◆ **WHAT YOU HAVE TO DO**
In the text on clustering student presentation behavior, what share of total presentation time does group C's Talked attribute reach in the second presentation?

The watching public attribute behaves differently from the other two. One cluster has a different understanding compared to the other two, which have almost 100% of the presentation time. The same pattern, not for the same clusters, is found in the point attribute. Two clusters (A and C) have low values, and one (group B) has higher values. Most of the other attributes do not clearly separate the clusters. The OpenHands variable, for example, is practically the same in all three clusters. Some attributes have little variation, such as Straight, this attribute being important as it indicates that the student is not with his head down, which is considered a bad behavior in oral presentations [45]. Another attribute that separates the three clusters is HandsDown. Three clear patterns can be seen in Figure 7a.

In the second presentation, the general behavior remained similar to the previous one. For example, we have that the Watching public attribute has matched practically the same behavior. In this presentation, it is also possible to identify a group, group C, with the Talked attribute with the highest value (32% of presentation total time). However, it may also be noted that the Talked attribute has closer values between two clusters than it did in the first presentation. You can also notice a separation in the CrossArms attribute, with three very clear groups. In this presentation, the attribute HandsDown also appreciated a variation between three behaviors.

Finally, in the third presentation of this year, a new behavior, similar to the previous ones, were observed. On the other hand, the Talked attribute presents two groups (A and B) with high values (around 30%); this may indicate that the presenters converged to a more speech behavior over the time (year) that they were presenting. These same two groups still have values close to the Point attribute (approximately 10% for both). The Point attribute. The attribute Point is relevant in oral presentations with the aid of PowerPoints, as pointing can connect the presenter’s ideas [46]. There is also another group that presents low values for these attributes, (Talked and Point).

4.3.2. 2018 Presentations

The attributes of 2018, for the first presentation, behaved slightly differently than in 2017. First, it can be assumed that all groups have the Talked attribute with values less than 10% of the total presentations. The Point attribute, like HandsDown, has a separation between the three chosen clusters. For the CrossArms posture, this separation behavior in the three groups could also be found. In general, this first presentation does not clearly mark three different behaviors. Apparently, the clusters are distributed over the attributes more randomly than in the year 2017.

In 2018, the values of the attributes among the three clusters are distributed in a scale. Group A had higher values, group C values were slightly smaller, and group B had values smaller than the previous two. Thus, one can see from Figure 7d that the first presentation of 2018 had its clusters forming something resembling a scale. This behavior is different from what has been presented so far (the clusters varied according to the centroids within the presentations).

◆ **SUPPLIED MATERIAL**
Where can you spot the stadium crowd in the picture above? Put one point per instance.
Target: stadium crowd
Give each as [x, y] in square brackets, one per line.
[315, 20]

◆ **ANSWER TO THE TASK**
32% of the total presentation time.